● Tekst do przeczytania:
::::

Nie jest żadną tajemnicą, że aktorzy starający się o występ w grach video, często przychodzą na casting nie mając zielonego pojęcia, w jakim projekcie biorą właściwie udział. Duże firmy niechętnie zdradzają tego typu informacje, gdyż najzwyczajniej w świecie chcą utrzymać całe przedsięwzięcie w tajemnicy. Zdarzają się jednak również takie sytuacje, w których zaangażowani przez deweloperów ludzie nie poznają tytułu produkcji nawet po zarejestrowaniu swoich partii dialogowych. Takimi rewelacjami podzielił się niedawno Keythe Farley, człowiek znany z roli Conrada Kellogga w grze Fallout 4.

::::

● Materiał:
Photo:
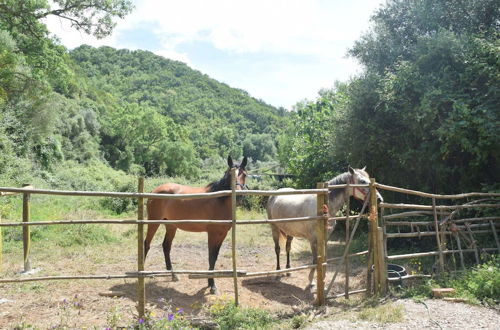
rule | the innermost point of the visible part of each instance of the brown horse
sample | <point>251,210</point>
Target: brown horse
<point>218,208</point>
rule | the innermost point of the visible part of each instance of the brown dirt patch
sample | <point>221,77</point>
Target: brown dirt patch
<point>77,303</point>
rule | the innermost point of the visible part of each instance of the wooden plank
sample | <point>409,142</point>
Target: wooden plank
<point>233,234</point>
<point>141,285</point>
<point>493,228</point>
<point>381,262</point>
<point>439,207</point>
<point>438,240</point>
<point>347,235</point>
<point>26,231</point>
<point>437,196</point>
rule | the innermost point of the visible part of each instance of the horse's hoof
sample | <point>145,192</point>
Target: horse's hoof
<point>311,287</point>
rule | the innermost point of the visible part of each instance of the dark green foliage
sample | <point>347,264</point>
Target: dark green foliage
<point>181,113</point>
<point>424,114</point>
<point>133,111</point>
<point>230,316</point>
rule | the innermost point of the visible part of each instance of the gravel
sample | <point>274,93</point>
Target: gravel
<point>429,314</point>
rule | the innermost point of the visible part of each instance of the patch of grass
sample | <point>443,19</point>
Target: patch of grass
<point>480,284</point>
<point>388,313</point>
<point>229,316</point>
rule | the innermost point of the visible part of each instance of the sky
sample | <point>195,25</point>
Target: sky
<point>279,51</point>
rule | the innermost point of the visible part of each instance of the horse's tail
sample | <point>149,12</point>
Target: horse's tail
<point>154,206</point>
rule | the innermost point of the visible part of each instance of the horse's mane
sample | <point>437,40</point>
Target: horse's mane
<point>222,184</point>
<point>342,178</point>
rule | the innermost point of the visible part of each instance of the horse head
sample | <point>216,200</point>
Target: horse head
<point>241,173</point>
<point>360,176</point>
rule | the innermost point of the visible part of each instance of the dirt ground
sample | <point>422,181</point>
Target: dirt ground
<point>79,304</point>
<point>427,314</point>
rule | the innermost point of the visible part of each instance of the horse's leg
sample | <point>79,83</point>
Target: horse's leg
<point>288,248</point>
<point>314,251</point>
<point>276,237</point>
<point>152,228</point>
<point>167,245</point>
<point>215,240</point>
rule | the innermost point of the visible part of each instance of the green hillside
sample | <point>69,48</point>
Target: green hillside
<point>174,110</point>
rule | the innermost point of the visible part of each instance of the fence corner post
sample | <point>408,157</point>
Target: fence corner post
<point>26,229</point>
<point>141,287</point>
<point>233,234</point>
<point>320,246</point>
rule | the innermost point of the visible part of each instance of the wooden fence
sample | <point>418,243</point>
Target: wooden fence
<point>444,224</point>
<point>141,274</point>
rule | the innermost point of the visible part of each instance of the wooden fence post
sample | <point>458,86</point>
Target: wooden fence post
<point>233,234</point>
<point>26,230</point>
<point>347,237</point>
<point>141,287</point>
<point>321,247</point>
<point>382,265</point>
<point>438,240</point>
<point>1,244</point>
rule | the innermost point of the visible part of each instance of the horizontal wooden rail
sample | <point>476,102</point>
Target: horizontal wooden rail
<point>8,191</point>
<point>63,277</point>
<point>351,217</point>
<point>213,273</point>
<point>437,196</point>
<point>362,253</point>
<point>221,193</point>
<point>126,222</point>
<point>475,219</point>
<point>339,295</point>
<point>408,277</point>
<point>434,253</point>
<point>409,223</point>
<point>438,207</point>
<point>413,214</point>
<point>477,225</point>
<point>429,233</point>
<point>281,271</point>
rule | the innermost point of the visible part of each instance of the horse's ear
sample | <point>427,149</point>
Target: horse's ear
<point>244,162</point>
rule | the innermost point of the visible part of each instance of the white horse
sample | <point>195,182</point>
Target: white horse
<point>294,206</point>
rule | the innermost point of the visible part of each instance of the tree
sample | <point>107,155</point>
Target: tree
<point>93,17</point>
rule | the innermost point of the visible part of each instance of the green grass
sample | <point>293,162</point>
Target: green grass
<point>478,285</point>
<point>382,314</point>
<point>229,316</point>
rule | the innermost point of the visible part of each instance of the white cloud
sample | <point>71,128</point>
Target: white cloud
<point>319,31</point>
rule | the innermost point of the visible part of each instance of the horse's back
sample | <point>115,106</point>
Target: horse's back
<point>184,209</point>
<point>291,206</point>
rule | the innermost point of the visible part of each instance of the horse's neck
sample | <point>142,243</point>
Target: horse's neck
<point>337,201</point>
<point>338,196</point>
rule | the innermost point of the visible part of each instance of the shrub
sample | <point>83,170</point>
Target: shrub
<point>229,316</point>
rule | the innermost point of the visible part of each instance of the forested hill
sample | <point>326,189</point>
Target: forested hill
<point>158,113</point>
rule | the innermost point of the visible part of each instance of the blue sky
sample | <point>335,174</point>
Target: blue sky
<point>279,51</point>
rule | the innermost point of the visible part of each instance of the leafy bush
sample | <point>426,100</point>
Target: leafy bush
<point>480,284</point>
<point>483,282</point>
<point>229,316</point>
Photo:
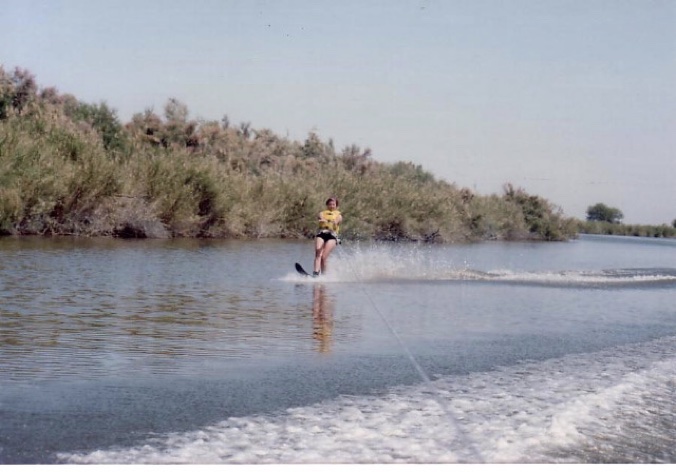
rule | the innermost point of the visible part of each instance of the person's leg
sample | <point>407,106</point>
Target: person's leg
<point>326,250</point>
<point>319,246</point>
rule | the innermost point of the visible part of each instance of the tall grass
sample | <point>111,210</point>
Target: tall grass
<point>73,168</point>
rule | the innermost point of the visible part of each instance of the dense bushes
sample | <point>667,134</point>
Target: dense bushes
<point>72,168</point>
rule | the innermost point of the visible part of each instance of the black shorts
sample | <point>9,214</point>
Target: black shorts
<point>326,235</point>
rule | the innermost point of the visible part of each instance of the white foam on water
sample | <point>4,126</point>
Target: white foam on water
<point>418,263</point>
<point>516,414</point>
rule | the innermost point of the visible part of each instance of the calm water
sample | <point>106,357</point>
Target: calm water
<point>218,352</point>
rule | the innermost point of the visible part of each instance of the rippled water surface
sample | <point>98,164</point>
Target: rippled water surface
<point>218,352</point>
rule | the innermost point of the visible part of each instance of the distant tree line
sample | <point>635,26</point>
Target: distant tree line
<point>68,167</point>
<point>603,219</point>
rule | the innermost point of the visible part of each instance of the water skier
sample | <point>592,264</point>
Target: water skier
<point>327,238</point>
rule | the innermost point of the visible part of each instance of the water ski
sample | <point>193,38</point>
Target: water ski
<point>300,270</point>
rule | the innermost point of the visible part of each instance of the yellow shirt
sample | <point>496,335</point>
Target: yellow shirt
<point>330,217</point>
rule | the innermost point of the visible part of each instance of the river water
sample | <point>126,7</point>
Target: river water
<point>206,352</point>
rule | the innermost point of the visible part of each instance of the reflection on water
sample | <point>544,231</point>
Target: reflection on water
<point>109,307</point>
<point>322,315</point>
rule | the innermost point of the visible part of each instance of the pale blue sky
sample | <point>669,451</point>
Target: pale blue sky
<point>571,100</point>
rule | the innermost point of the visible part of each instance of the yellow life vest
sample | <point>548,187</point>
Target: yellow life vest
<point>330,217</point>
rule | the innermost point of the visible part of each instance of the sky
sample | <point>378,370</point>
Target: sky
<point>571,100</point>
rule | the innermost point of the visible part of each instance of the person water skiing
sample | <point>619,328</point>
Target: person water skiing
<point>327,238</point>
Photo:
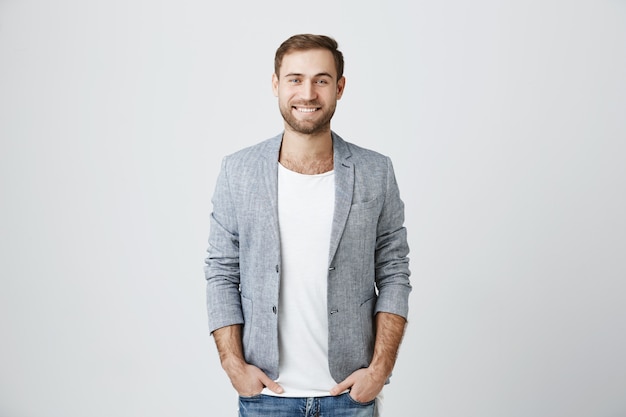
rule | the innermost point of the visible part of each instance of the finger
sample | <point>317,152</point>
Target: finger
<point>270,384</point>
<point>342,386</point>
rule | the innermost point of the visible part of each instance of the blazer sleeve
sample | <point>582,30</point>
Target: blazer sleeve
<point>392,262</point>
<point>222,263</point>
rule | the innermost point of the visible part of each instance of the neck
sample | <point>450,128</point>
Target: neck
<point>307,154</point>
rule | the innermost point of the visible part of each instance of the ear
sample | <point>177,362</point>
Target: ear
<point>275,84</point>
<point>341,84</point>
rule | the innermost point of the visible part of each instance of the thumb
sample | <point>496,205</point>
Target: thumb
<point>271,384</point>
<point>341,387</point>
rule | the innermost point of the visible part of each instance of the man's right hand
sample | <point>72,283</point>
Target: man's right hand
<point>248,380</point>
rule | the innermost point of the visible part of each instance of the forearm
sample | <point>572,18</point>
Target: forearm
<point>389,333</point>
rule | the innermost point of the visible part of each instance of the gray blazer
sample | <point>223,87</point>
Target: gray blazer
<point>367,265</point>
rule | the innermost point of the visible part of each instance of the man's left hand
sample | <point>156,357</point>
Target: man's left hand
<point>363,384</point>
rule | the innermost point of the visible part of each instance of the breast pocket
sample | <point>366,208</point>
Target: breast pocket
<point>360,231</point>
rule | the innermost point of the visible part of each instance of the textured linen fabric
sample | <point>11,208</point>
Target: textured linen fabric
<point>368,265</point>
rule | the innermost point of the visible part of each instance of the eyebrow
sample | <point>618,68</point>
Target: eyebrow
<point>297,74</point>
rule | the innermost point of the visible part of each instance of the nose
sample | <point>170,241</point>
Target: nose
<point>307,92</point>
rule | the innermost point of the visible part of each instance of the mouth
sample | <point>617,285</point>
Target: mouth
<point>307,110</point>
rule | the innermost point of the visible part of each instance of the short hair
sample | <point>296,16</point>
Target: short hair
<point>305,42</point>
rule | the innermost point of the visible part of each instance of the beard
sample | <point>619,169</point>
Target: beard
<point>308,127</point>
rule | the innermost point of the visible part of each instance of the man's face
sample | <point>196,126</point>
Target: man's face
<point>308,90</point>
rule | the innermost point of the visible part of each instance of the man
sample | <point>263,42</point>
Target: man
<point>307,273</point>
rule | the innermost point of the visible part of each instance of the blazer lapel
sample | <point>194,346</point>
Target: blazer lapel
<point>269,173</point>
<point>344,186</point>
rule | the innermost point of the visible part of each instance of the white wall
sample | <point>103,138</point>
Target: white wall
<point>506,123</point>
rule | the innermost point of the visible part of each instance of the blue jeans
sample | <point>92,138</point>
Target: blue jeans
<point>339,406</point>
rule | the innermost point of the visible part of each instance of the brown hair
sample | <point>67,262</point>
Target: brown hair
<point>305,42</point>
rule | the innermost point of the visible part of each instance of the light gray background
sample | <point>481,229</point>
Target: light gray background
<point>506,122</point>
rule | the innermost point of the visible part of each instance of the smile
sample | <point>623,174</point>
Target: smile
<point>306,109</point>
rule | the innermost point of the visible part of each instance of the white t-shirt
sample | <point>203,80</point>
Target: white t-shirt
<point>305,216</point>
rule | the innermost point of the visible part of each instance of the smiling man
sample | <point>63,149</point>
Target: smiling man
<point>307,269</point>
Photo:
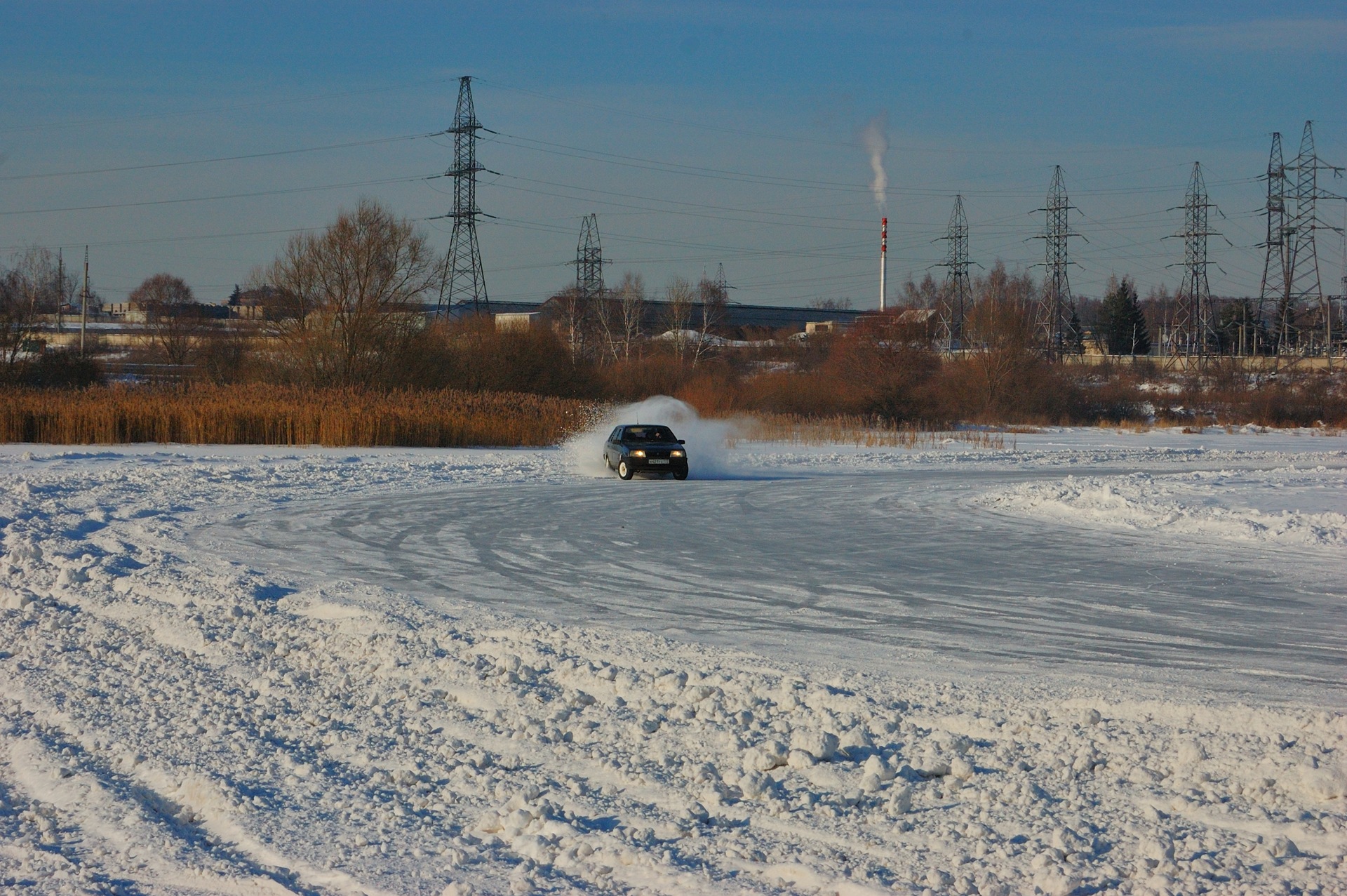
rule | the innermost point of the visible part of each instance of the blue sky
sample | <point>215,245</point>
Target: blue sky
<point>760,105</point>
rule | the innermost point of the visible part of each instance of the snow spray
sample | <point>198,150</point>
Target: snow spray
<point>707,449</point>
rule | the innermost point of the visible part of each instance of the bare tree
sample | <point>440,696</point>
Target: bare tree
<point>1000,330</point>
<point>347,295</point>
<point>173,316</point>
<point>713,313</point>
<point>679,300</point>
<point>29,288</point>
<point>631,298</point>
<point>575,313</point>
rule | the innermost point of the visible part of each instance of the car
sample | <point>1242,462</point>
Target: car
<point>644,448</point>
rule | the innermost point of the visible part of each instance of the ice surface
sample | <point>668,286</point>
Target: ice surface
<point>262,670</point>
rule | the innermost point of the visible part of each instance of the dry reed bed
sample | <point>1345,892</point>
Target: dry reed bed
<point>861,432</point>
<point>279,415</point>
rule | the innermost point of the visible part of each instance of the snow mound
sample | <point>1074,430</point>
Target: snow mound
<point>1289,507</point>
<point>174,721</point>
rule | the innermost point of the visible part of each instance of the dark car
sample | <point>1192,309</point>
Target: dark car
<point>645,449</point>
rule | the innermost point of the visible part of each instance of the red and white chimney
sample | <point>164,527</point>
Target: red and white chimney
<point>884,260</point>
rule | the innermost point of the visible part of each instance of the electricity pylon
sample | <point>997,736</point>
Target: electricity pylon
<point>1272,295</point>
<point>958,293</point>
<point>589,260</point>
<point>465,279</point>
<point>1194,329</point>
<point>1057,307</point>
<point>1304,288</point>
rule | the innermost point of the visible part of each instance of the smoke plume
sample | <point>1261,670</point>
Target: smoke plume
<point>875,138</point>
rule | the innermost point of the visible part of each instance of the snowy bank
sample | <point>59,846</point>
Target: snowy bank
<point>184,721</point>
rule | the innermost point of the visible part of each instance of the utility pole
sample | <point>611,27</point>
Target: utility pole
<point>958,291</point>
<point>84,306</point>
<point>589,262</point>
<point>1194,330</point>
<point>723,286</point>
<point>465,279</point>
<point>1057,307</point>
<point>1303,285</point>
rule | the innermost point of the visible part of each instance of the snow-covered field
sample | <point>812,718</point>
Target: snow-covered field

::::

● Polecenia:
1. W tekście o aktorach występujących w grach wideo zamień „deweloperów” na „twórców” i podaj ponownie fragment, zaczynając od słów „Nie jest żadną” i kończąc na słowach „grze Fallout 4.”.
2. Powtórz dokładnie wiersze umieszczone pod tekstem, zaczynając od wiersza z „the reflection on water” i kończąc na wierszu z „<point>341,84</point>”, łącznie z obydwoma. Obrazy pomiń w odpowiedzi.

● Wyniki zadań:
1.
Nie jest żadną tajemnicą, że aktorzy starający się o występ w grach video, często przychodzą na casting nie mając zielonego pojęcia, w jakim projekcie biorą właściwie udział. Duże firmy niechętnie zdradzają tego typu informacje, gdyż najzwyczajniej w świecie chcą utrzymać całe przedsięwzięcie w tajemnicy. Zdarzają się jednak również takie sytuacje, w których zaangażowani przez twórców ludzie nie poznają tytułu produkcji nawet po zarejestrowaniu swoich partii dialogowych. Takimi rewelacjami podzielił się niedawno Keythe Farley, człowiek znany z roli Conrada Kellogga w grze Fallout 4.

2.
rule | the innermost point of the visible part of each instance of the reflection on water
sample | <point>544,231</point>
Target: reflection on water
<point>109,307</point>
<point>322,315</point>
rule | the innermost point of the visible part of each instance of the pale blue sky
sample | <point>669,451</point>
Target: pale blue sky
<point>571,100</point>
rule | the innermost point of the visible part of each instance of the yellow life vest
sample | <point>548,187</point>
Target: yellow life vest
<point>330,217</point>
rule | the innermost point of the visible part of each instance of the sky
sample | <point>378,370</point>
Target: sky
<point>571,100</point>
rule | the innermost point of the visible part of each instance of the person water skiing
sample | <point>619,328</point>
Target: person water skiing
<point>327,238</point>
Photo:
rule | the innermost point of the visible part of each instance of the finger
sample | <point>317,152</point>
Target: finger
<point>270,384</point>
<point>342,386</point>
rule | the innermost point of the visible part of each instance of the blazer sleeve
sample | <point>582,30</point>
Target: blazer sleeve
<point>392,262</point>
<point>222,263</point>
rule | the innermost point of the visible part of each instance of the neck
sample | <point>450,128</point>
Target: neck
<point>307,154</point>
rule | the innermost point of the visible part of each instance of the ear
sample | <point>177,362</point>
Target: ear
<point>275,84</point>
<point>341,84</point>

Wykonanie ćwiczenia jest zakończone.